Aşağıdaki üç ifadenin metin alıntısıyla uyuşup uyuşmadığını belirtin. Her biri için evet ya da hayır deyip kararı belirleyen sözcükleri metinden değiştirmeden alıntılayın.
1. "Afet & Diana" bir kent çöplüğünde geçer.
2. Oyunun dünya prömiyeri Bergama'da yapılmıştır.
3. Tiyatro projesini Edith Koerber ile Aysel Yıldırım birlikte tasarlamıştır.

Metin Alıntısı:

....

Şehir çöplüklerinin artık kamusal birer mekan hâline gelmesi ne acayip. Buralar çöpçülerin olağan durakları olsa da hayvanlar, evsiz insanlar, bir dünya atık; gıda, eşya ve hatta “faili meçhul” cesetlerin bile adresi aslında. Ama bunları düşünmek son derece tatsız! Öyle kokan, öyle görünen, öyle hissettiren şeyleri sevmiyor bugünün insanı. Steril yaşamların kustuğu kötü şeylerin ortasında iki kadının karşılaşma hikayesini anlatan BGST Tiyatro’nun yeni oyunu “Afet & Diana”, bir kent çöplüğünde geçiyor. Oyunun gotik, tekinsiz, absürt metni ve ona uygun mekan kurgusu dikkati çekiyor. Hem iki “beyaz” kadının kent çöplüğünde ne işi var, değil mi?
Anlatalım… Önce yapım sürecinden bahsedelim.
BGST Tiyatro (Boğaziçi Gösteri Sanatları Topluluğu) ve Theater Tri-bühne ortak yapımı olarak Almanya’da düzenlenen 15. SETT Festivali’nde (15. Stuttgarter Europa Theater Treffen) dünya prömiyerini yapan “Afet & Diana”, Türkiye prömiyerini ise 12 Ağustos’ta, 4. Bergama Tiyatro Festivali’nde gerçekleştirdi. Edith Koerber ve Aysel Yıldırım’ın birlikte tasarladığı ve üretim süreci iki farklı ülkede gerçekleşen tiyatro projesi, Türkiye’den ve Almanya’dan sanatçıları bir araya getirmesi ve çok dilli sahnelemesi ile sezonun dikkat çeken yapımlarından.

....

Veri Listesi:
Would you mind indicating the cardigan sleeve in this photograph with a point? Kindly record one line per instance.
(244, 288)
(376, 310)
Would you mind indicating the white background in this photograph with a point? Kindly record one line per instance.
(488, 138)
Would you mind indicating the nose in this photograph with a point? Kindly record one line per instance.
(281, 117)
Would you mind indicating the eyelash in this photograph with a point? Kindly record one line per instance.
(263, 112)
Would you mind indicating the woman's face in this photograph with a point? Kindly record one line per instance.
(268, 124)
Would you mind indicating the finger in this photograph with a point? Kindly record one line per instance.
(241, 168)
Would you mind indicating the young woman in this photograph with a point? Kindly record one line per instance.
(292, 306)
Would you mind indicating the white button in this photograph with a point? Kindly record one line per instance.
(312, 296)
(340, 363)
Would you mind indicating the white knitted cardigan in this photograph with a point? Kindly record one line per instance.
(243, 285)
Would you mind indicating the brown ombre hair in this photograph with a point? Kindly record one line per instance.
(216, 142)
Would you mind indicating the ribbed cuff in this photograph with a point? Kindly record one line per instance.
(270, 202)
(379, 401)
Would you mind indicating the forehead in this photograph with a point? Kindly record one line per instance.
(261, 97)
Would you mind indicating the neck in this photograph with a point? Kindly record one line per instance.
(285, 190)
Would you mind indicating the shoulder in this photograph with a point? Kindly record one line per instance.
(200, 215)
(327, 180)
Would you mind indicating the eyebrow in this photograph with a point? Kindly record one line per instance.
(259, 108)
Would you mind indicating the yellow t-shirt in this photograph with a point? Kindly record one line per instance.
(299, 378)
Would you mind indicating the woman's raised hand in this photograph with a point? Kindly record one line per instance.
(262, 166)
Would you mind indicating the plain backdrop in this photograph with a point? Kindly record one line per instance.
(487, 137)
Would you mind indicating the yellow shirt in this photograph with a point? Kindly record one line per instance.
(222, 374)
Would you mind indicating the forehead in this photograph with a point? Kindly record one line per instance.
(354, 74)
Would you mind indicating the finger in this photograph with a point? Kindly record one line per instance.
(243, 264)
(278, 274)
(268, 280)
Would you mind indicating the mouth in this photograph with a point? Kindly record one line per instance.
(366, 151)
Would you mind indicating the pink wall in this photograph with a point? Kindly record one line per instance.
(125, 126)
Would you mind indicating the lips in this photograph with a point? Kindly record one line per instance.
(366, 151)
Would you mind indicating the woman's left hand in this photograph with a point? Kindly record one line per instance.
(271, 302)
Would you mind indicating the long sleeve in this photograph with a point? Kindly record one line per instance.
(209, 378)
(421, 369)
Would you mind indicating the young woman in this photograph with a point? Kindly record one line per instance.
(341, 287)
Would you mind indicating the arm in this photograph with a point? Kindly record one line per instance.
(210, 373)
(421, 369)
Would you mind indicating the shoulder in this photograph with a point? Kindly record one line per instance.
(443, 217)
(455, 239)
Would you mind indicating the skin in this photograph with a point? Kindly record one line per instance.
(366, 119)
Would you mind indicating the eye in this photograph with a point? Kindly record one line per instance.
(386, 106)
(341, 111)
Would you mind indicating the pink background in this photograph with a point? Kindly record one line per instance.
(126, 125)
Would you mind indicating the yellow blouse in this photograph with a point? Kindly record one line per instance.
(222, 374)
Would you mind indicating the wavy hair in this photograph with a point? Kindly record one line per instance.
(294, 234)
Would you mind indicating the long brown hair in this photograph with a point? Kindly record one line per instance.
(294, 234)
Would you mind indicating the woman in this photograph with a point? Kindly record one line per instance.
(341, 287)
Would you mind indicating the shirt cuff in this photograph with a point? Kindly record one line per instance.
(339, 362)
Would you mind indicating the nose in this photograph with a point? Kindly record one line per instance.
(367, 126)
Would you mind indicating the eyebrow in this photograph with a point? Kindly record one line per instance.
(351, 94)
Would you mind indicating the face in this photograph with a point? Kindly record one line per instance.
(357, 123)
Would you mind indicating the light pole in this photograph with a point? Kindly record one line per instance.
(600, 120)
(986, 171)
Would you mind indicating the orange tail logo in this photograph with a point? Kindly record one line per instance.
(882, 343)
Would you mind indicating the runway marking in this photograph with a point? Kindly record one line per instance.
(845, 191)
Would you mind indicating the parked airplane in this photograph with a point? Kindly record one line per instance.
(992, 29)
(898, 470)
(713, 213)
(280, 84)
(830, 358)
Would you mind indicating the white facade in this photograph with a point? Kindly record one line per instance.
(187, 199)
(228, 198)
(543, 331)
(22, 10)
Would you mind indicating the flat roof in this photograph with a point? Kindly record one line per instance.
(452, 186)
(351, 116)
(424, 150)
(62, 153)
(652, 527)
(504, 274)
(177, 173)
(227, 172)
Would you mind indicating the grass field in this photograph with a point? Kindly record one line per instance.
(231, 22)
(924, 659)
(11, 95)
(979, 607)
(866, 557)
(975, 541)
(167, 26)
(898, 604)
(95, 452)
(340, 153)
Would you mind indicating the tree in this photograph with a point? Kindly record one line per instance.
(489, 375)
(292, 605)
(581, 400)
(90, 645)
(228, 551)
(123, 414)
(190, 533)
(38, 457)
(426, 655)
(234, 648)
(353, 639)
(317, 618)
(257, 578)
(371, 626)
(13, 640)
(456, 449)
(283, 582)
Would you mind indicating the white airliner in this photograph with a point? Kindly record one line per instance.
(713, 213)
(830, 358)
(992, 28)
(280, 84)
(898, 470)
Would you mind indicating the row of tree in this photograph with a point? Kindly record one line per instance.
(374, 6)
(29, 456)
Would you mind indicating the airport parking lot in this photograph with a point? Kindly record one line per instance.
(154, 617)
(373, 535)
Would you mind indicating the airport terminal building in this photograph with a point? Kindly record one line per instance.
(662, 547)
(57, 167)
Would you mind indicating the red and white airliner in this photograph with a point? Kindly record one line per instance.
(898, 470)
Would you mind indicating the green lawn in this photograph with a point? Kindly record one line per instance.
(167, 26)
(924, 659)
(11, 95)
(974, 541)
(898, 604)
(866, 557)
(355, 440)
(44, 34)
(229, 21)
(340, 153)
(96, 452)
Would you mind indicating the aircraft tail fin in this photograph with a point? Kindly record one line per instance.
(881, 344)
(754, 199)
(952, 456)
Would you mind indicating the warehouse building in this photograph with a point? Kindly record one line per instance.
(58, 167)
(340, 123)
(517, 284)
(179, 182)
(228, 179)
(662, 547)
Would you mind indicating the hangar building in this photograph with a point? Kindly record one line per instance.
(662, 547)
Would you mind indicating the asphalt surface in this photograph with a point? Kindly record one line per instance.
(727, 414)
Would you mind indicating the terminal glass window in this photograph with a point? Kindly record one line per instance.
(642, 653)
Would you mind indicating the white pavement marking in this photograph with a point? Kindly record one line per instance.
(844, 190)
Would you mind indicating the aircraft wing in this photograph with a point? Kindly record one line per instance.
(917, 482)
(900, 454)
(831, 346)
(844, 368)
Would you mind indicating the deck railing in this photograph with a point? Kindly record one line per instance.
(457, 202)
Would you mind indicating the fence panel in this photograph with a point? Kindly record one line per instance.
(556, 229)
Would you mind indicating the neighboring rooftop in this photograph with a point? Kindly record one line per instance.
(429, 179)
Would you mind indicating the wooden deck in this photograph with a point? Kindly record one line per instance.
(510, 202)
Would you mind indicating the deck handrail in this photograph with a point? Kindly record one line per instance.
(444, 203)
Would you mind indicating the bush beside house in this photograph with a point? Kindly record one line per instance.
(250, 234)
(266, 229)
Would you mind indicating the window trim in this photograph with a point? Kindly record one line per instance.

....

Alıştırmanın Sonucu:
1. Evet: "bir kent çöplüğünde geçiyor"
2. Hayır: "Almanya’da düzenlenen 15. SETT Festivali’nde (15. Stuttgarter Europa Theater Treffen) dünya prömiyerini yapan"
3. Evet: "Edith Koerber ve Aysel Yıldırım’ın birlikte tasarladığı"